TEXTO DE LECTURA
>>>

Ópera, tiempo y Orfeo, 28.02.07

En estos tiempos en que la Cultura, a falta de mejor ocupación, se pavonea de onomástica en onomástica, asistimos a una nueva efemérides: la de los cuatro siglos del nacimiento de la ópera. La cosa vino de la mano de uno de los grandes: Claudio Monteverdi, que compuso en 1607 una extraordinaria favola in musica –así llamada– a partir de un peculiar libreto de Alessandro Striggio. Lo de la favola in musica ya daba que pensar que aquel invento tenía visos de ser diferente: la incorporación de la teatralidad y la rogativa por parte del compositor, a través del personaje alegórico de la Música, de que se no se hablara y se prestara atención a la historia que allí se narraba, ciertamente eran materia nueva. En realidad, la “ópera” de Monteverdi no fue propiamente la primera: otras la precedieron en semejante honor; en concreto, se ha señalado la existencia de una Eurídice y una Dafne previas (debidas ambas a Jacopo Peri) que, no obstante, se han perdido. Dado que el Orfeo de Monteverdi sí pervive aún, y que además el genio delicadísimo del músico de Cremona ha transcendido con mucho su propia época, parece haber acuerdo –técnico y estético– en admitir de buen grado el carácter iniciático de la obra del enorme Claudio.
En todo caso, cumpleaños y óperas aparte, si algo llama la atención todavía hoy es la persistencia del mito de Orfeo, con ramificaciones fuertemente ancladas en el amor, en la música y en la poesía, lo mismo cultas que populares. Orfeo encarna el amor fiel más allá de la muerte, que cuajará literariamente sobre todo a partir de la época helenística; Orfeo, inventor de la cítara, representa también el cantar benéfico, por contra al pérfido de las sirenas. En su vertiente más culta, Orfeo está en el origen del fructífero tópico del descenso a los infiernos, que a su vez está en la base de la popular religión órfica de salvación. El canto de Orfeo se halla en múltiples pasajes del Cancionero de Petrarca y su conmovedora voz ha quedado inmortalizada como “la voz a ti debida” en Garcilaso (verso tomado luego por Salinas en uno de los más célebres poemarios de amor de la literatura española).
La suerte de Eurídice en esta historia ha sido menos afortunada. Eurídice es una ninfa, y como tal, por etimología, es un ‘venero de agua’, esa materia de que están hechos los ‘eidola’: es decir, etimológicamente también, los simulacros. Ese carácter de sombra es bastante premonitorio de la suerte que le ha sido destinada, a pesar de que Monteverdi se saque de la manga un deus ex machina para aliviar un poco la situación y de que Gluck se empeñe en dar a la historia un happy end con requeteboda incluida que en ningún caso el mito acepta. Porque el mito no sólo explica el mundo, el mito ha de ser también cruel como la vida misma, para que los hombres tengan conciencia de su precaria humanidad y no se ilusionen, y por ello Eurídice muere definitivamente y Orfeo es descuartizado por mujeres (al final, algo malo haría el buen poeta).

<<<

TAREAS ESCRITAS
1 – ¿En qué año compuso Monteverdi su favola in musica, según el texto sobre Orfeo?
2 – Sustituye "ninfa" por "náyade" y reproduce el fragmento del texto sobre Orfeo que va entre "La suerte de" y "el buen poeta).", ambos incluidos.
Las entradas que vienen a continuación son material independiente del texto sobre Orfeo.

Extractos de datos de etiquetado de ubicaciones
>>>

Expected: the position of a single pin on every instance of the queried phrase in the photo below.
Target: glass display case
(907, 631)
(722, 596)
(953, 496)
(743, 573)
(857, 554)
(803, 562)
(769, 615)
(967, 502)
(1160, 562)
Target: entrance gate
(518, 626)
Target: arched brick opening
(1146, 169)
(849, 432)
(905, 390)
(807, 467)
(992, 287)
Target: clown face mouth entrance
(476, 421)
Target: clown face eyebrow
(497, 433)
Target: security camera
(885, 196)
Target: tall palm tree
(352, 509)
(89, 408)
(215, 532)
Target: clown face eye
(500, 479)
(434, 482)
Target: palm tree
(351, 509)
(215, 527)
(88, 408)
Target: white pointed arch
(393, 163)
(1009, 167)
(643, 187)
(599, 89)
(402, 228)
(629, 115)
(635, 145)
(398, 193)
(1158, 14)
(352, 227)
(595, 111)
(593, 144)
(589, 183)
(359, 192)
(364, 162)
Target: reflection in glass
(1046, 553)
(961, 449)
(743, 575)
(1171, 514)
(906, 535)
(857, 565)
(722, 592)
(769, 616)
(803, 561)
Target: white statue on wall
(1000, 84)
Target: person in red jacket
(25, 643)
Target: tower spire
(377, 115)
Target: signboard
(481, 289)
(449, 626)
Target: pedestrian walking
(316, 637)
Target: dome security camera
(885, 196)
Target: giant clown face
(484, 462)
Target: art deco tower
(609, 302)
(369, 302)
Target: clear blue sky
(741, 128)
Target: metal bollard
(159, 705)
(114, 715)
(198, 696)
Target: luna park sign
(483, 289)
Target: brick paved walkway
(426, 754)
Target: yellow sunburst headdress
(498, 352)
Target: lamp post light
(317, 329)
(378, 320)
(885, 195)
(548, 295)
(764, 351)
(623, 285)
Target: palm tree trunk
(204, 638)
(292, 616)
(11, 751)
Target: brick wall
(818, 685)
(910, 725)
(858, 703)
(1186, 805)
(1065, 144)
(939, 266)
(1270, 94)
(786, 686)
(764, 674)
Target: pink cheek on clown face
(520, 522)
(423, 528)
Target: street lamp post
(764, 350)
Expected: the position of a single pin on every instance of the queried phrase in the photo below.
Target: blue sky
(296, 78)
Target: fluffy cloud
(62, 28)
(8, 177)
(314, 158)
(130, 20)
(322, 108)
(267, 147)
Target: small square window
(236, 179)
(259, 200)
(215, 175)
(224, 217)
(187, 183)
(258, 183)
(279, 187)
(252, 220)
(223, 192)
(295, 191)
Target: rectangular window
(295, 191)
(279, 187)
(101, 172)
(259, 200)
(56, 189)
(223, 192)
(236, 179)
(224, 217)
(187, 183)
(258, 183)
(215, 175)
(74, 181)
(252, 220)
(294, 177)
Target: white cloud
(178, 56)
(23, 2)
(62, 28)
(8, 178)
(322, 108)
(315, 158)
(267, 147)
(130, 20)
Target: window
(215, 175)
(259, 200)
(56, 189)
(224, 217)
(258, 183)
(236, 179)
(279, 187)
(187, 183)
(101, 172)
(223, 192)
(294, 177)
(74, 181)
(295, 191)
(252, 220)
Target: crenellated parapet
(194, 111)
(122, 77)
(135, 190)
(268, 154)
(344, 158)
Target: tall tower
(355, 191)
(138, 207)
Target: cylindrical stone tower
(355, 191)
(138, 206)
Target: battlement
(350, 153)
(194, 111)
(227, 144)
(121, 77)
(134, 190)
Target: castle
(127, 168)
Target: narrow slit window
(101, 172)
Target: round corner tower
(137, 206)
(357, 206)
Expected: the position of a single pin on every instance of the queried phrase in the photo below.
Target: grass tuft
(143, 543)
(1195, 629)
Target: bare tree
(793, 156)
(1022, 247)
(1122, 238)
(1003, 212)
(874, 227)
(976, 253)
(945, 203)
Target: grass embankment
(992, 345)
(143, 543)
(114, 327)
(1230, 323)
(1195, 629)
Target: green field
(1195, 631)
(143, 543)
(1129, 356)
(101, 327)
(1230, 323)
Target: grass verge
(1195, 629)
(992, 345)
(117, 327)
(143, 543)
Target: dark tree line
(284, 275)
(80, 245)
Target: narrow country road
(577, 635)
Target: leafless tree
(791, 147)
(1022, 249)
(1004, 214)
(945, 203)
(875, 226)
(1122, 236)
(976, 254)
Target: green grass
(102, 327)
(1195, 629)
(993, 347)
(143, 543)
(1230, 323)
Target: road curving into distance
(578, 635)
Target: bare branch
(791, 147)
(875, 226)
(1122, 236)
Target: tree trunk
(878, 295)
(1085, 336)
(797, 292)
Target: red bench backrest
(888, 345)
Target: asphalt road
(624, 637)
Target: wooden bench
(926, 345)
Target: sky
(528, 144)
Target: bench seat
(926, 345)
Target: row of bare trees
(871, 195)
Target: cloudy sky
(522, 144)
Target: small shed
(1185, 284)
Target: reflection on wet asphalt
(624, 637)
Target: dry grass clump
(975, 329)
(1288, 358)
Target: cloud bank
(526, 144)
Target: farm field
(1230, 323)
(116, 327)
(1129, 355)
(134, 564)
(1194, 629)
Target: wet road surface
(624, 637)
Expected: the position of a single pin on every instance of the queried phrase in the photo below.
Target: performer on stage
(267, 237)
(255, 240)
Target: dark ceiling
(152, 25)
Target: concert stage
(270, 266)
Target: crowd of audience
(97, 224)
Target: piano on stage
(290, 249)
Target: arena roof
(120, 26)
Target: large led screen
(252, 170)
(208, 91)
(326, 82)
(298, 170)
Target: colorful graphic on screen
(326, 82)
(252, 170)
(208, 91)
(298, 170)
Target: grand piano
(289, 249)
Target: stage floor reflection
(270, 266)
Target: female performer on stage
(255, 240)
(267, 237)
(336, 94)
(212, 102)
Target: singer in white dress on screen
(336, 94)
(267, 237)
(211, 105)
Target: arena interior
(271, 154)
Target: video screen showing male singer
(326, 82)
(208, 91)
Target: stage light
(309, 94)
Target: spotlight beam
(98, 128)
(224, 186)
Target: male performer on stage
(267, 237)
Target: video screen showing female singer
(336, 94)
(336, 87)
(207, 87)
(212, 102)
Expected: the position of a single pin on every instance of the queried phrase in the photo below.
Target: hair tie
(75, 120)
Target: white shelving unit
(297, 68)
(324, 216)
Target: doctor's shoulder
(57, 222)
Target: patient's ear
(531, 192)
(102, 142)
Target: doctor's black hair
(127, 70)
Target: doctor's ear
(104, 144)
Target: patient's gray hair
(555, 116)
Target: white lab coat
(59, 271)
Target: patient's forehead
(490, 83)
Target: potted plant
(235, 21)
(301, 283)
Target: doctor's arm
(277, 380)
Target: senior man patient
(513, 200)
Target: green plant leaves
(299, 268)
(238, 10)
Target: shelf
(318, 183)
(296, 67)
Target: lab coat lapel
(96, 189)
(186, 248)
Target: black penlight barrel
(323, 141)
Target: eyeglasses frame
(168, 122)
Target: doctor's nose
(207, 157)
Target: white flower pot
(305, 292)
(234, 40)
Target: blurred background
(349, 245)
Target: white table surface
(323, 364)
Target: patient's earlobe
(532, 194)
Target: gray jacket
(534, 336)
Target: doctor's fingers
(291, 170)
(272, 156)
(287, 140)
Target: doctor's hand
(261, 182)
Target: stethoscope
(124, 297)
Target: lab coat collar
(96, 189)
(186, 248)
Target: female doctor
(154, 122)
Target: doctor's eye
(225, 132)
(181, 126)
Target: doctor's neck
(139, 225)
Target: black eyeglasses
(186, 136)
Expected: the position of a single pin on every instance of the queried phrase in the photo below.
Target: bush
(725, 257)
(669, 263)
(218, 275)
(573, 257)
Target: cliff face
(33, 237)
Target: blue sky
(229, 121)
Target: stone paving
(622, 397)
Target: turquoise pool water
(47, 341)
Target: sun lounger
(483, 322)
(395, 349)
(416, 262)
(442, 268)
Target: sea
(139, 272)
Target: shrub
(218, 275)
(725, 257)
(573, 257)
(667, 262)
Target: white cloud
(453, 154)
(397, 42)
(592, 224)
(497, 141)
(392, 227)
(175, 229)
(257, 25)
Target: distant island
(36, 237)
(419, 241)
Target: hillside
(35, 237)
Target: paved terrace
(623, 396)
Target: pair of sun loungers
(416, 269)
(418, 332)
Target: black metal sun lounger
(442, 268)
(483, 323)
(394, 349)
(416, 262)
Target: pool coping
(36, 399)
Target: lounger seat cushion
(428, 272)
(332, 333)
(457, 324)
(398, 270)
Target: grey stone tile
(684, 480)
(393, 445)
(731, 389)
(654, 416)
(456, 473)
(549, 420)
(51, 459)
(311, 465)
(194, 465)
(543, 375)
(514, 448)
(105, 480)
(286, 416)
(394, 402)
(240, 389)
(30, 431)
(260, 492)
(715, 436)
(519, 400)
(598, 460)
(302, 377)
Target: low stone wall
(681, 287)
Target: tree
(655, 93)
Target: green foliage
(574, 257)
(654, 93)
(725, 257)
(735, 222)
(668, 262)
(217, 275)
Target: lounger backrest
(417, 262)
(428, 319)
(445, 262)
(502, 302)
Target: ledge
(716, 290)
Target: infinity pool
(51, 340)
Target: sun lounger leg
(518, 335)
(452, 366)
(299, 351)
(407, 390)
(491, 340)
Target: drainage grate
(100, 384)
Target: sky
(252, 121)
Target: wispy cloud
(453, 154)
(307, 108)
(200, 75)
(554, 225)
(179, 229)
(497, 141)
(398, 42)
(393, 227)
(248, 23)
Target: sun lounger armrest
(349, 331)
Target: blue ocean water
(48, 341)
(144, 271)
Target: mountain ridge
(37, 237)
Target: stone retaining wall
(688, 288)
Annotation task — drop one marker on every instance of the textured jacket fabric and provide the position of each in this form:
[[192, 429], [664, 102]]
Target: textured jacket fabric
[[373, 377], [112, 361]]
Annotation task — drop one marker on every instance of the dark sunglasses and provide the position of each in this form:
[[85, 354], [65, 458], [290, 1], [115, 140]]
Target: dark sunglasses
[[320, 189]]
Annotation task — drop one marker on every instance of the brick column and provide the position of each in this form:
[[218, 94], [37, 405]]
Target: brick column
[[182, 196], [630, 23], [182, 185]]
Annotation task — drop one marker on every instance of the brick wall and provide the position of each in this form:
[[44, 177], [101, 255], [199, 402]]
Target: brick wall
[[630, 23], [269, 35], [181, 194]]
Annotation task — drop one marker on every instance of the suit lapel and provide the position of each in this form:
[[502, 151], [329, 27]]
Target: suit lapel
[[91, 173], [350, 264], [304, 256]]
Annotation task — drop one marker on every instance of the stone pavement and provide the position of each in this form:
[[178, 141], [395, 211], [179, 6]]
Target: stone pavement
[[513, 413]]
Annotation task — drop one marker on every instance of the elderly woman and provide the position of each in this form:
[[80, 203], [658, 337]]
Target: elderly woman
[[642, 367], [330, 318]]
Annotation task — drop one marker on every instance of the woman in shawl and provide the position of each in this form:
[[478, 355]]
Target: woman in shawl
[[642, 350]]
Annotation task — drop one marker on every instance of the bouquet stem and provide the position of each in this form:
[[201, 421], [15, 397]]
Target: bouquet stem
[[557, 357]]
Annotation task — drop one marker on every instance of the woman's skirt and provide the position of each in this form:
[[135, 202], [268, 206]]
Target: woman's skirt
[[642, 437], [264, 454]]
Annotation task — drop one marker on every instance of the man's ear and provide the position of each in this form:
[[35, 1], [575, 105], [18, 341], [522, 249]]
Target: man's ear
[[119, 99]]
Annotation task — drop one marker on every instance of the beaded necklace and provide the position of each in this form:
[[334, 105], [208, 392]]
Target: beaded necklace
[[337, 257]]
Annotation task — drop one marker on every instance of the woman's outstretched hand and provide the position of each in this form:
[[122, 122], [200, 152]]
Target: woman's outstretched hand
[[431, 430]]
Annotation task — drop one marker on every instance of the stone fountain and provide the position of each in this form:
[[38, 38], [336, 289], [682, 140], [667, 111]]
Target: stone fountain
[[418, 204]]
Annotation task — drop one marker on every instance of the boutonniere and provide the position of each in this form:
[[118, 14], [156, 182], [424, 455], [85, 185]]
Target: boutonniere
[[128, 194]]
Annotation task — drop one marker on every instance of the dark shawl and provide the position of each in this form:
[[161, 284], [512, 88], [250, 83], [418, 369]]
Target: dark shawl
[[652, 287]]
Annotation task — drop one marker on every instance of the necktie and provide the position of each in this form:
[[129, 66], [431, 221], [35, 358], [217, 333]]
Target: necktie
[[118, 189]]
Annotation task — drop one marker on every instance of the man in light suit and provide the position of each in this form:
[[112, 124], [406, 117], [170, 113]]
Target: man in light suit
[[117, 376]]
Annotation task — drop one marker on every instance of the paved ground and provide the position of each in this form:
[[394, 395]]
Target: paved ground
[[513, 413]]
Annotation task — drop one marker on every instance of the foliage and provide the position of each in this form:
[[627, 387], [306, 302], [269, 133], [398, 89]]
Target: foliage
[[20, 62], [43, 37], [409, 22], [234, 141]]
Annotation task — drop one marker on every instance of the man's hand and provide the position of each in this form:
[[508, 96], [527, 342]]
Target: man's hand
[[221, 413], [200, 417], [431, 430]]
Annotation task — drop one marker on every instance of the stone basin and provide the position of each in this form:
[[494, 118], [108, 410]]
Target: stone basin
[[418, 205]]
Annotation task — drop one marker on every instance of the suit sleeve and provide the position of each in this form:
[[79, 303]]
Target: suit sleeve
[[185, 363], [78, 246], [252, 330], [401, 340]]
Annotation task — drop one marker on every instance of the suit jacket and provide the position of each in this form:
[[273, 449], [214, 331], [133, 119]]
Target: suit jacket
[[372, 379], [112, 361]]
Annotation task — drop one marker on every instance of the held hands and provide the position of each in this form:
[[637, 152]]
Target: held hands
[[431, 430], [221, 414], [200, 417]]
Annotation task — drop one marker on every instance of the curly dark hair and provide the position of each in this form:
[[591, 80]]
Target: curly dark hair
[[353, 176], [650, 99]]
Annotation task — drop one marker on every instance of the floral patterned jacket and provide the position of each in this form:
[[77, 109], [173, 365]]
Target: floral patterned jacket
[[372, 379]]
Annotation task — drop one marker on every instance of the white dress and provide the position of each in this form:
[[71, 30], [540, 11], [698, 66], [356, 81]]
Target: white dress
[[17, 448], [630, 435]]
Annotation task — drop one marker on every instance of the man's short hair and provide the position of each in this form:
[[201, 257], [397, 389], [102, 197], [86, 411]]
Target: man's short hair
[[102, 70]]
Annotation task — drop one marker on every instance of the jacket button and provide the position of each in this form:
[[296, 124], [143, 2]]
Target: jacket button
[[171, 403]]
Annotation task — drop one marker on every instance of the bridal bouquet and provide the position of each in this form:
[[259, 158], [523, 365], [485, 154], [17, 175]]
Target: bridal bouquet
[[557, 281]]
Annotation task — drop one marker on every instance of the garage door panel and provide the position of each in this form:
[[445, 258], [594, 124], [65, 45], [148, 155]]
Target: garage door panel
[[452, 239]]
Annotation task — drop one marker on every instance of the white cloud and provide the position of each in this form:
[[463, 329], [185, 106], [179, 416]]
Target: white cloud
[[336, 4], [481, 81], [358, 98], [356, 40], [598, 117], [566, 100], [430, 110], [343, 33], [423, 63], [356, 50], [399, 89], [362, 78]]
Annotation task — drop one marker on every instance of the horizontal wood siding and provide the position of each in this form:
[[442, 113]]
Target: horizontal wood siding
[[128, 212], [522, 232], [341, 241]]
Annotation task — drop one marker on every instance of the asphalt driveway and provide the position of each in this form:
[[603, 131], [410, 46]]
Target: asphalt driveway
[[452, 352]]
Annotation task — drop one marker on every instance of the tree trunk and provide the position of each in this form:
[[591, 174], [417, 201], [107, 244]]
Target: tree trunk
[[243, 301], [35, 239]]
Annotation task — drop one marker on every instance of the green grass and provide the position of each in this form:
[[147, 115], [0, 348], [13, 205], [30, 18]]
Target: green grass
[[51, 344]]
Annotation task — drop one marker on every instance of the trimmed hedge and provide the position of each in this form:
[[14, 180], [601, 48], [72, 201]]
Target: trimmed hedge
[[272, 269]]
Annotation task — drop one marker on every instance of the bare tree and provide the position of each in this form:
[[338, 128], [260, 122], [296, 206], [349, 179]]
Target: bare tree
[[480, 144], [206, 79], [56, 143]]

<<<

RESULTADOS POR TAREA
1 – En 1607.

2 –
La suerte de Eurídice en esta historia ha sido menos afortunada. Eurídice es una náyade, y como tal, por etimología, es un ‘venero de agua’, esa materia de que están hechos los ‘eidola’: es decir, etimológicamente también, los simulacros. Ese carácter de sombra es bastante premonitorio de la suerte que le ha sido destinada, a pesar de que Monteverdi se saque de la manga un deus ex machina para aliviar un poco la situación y de que Gluck se empeñe en dar a la historia un happy end con requeteboda incluida que en ningún caso el mito acepta. Porque el mito no sólo explica el mundo, el mito ha de ser también cruel como la vida misma, para que los hombres tengan conciencia de su precaria humanidad y no se ilusionen, y por ello Eurídice muere definitivamente y Orfeo es descuartizado por mujeres (al final, algo malo haría el buen poeta).